Stored entries
□ □ □
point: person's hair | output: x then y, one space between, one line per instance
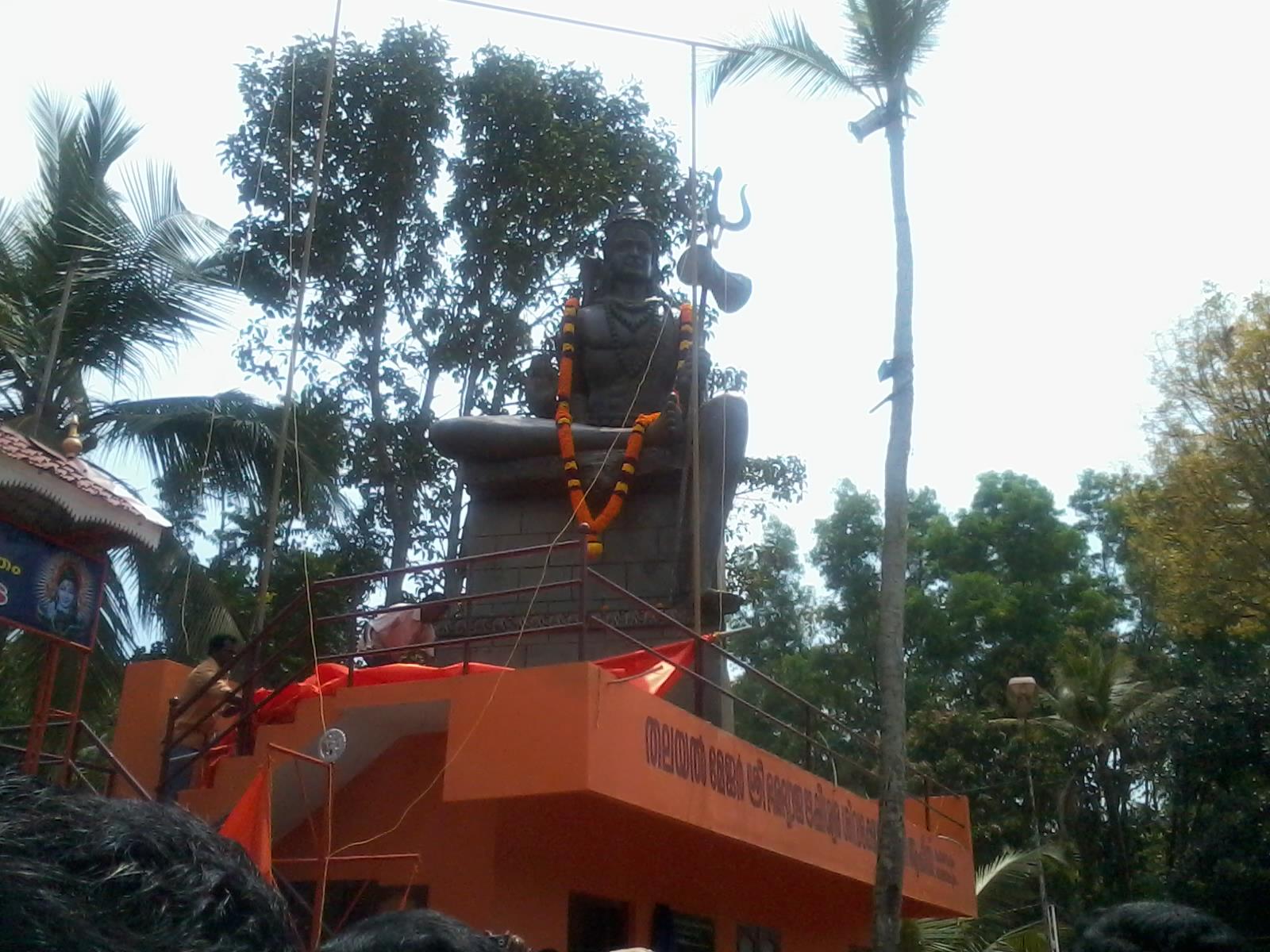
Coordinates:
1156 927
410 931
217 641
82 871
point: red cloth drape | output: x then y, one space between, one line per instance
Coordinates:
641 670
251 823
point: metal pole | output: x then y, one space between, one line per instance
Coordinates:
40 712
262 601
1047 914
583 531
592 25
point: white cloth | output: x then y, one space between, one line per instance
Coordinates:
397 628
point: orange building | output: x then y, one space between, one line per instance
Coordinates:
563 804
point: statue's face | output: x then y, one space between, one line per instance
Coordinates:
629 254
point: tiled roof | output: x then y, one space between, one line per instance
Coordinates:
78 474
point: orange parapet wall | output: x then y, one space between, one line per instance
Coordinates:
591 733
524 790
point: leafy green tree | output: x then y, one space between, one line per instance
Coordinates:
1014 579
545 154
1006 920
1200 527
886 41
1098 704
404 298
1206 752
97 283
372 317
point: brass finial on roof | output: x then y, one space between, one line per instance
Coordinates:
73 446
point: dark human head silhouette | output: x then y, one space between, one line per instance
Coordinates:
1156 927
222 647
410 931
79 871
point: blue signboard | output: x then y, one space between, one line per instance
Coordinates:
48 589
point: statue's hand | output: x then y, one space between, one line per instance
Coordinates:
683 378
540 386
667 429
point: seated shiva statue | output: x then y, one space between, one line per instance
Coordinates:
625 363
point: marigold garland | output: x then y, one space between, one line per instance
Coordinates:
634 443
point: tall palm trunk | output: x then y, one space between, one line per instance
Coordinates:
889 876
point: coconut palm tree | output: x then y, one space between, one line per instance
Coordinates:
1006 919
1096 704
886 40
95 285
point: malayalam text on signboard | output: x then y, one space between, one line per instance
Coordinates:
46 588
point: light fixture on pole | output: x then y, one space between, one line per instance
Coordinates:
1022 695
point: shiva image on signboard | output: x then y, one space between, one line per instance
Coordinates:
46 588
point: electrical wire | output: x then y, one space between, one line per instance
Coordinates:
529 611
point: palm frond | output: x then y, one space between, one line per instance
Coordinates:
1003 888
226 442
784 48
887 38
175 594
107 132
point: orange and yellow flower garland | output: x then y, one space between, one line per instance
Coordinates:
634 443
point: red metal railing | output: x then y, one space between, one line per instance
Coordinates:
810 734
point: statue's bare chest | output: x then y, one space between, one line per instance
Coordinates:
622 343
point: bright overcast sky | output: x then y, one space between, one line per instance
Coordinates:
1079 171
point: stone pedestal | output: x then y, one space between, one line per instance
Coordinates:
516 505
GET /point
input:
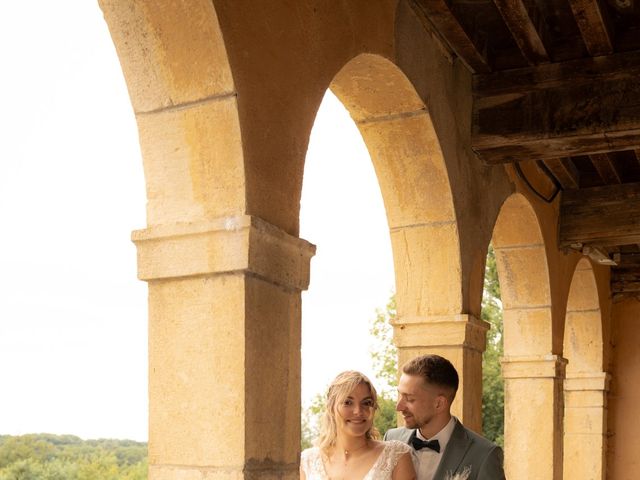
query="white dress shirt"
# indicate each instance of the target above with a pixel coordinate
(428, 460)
□ □ □
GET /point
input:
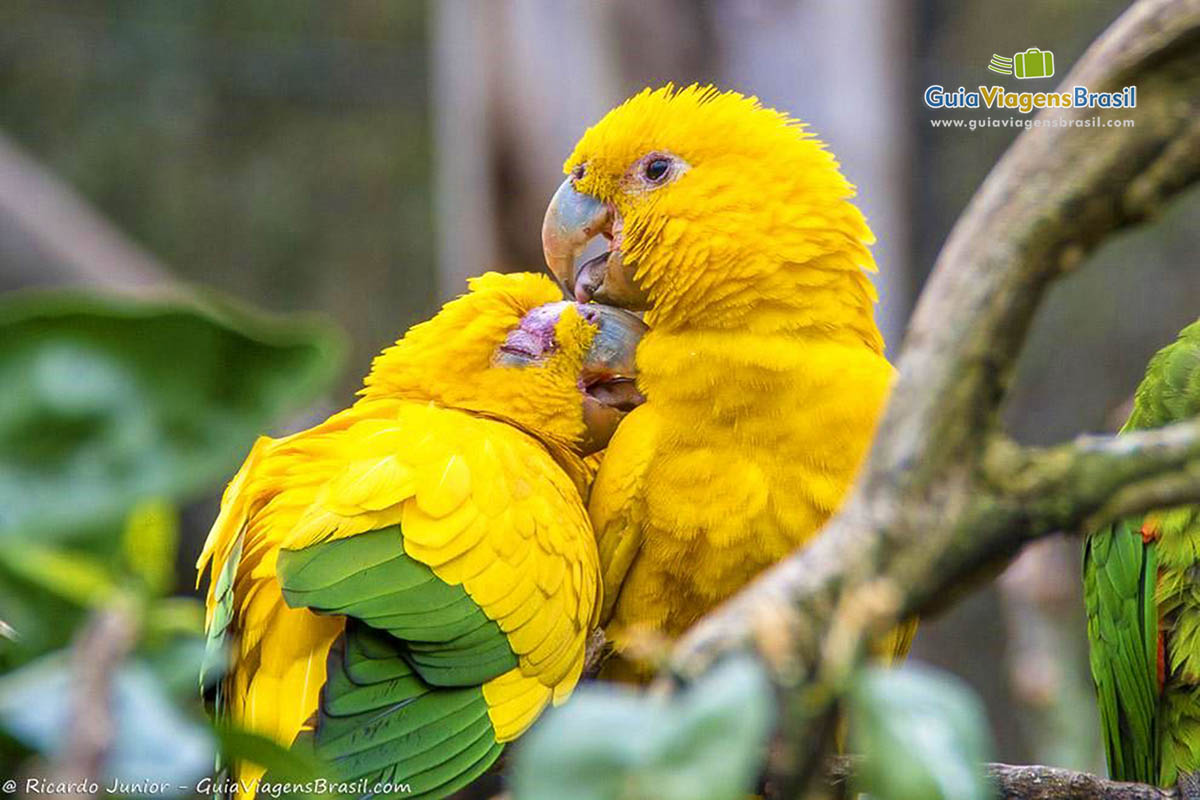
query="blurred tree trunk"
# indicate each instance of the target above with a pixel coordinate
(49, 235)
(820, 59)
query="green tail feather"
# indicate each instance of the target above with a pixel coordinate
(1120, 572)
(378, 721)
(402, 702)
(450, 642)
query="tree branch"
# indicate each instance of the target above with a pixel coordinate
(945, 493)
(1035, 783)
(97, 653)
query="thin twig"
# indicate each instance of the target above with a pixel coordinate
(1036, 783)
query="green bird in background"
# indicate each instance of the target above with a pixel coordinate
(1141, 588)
□ □ □
Do this
Find every line in the records above that contains the string "pole", treating uppercase and lowercase as different, and copy each of those lines.

Answer for the task
point: metal pole | output: x then y, one space between, one line per instance
point: light fixture on pole | output: x then y, one space between, one line per instance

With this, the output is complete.